## Directive
State how many lines in the items below contain the string "instance", treating uppercase and lowercase letters as different. Give only the number.

Entries from a dataset
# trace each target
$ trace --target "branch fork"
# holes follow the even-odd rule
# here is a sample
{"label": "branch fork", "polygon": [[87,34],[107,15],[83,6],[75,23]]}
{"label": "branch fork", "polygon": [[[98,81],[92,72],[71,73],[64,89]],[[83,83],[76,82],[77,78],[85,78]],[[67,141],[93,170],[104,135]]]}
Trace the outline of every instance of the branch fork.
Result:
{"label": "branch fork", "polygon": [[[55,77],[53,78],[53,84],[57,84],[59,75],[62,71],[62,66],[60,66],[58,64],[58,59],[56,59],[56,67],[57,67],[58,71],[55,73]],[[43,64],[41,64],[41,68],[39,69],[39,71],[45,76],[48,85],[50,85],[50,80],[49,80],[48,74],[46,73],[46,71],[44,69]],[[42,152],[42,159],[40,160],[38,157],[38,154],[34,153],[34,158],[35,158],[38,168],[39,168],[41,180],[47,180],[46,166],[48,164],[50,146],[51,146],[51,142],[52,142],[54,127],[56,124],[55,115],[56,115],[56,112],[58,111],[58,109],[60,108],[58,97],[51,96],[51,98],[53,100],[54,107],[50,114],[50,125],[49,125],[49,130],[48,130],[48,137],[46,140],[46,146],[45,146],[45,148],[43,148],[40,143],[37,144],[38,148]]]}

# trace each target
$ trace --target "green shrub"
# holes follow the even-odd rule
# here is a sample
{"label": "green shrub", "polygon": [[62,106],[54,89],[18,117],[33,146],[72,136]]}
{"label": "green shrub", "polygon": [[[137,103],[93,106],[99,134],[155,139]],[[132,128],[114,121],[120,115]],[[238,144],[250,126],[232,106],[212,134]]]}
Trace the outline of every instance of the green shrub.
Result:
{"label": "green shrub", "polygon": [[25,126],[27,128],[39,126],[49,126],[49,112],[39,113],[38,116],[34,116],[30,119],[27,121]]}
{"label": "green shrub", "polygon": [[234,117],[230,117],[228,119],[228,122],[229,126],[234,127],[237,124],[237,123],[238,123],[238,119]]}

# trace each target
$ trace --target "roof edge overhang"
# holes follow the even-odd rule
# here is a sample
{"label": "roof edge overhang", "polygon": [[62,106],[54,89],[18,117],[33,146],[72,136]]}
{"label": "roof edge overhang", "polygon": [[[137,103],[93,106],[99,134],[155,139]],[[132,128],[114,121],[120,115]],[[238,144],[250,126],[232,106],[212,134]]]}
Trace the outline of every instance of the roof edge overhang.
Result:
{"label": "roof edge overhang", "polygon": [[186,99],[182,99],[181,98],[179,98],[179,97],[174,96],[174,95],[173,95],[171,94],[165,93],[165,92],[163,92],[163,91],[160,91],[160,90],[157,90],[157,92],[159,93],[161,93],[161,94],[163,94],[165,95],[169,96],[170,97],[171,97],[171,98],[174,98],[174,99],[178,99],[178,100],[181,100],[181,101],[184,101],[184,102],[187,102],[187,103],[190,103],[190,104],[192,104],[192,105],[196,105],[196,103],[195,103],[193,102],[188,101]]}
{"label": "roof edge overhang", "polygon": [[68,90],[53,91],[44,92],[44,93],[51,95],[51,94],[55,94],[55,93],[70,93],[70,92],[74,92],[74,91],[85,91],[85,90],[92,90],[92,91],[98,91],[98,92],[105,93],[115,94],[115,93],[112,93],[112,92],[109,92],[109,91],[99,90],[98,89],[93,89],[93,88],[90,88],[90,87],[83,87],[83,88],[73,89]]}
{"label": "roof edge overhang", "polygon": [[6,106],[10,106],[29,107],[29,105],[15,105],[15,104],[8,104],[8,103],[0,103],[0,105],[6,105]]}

## Finished answer
3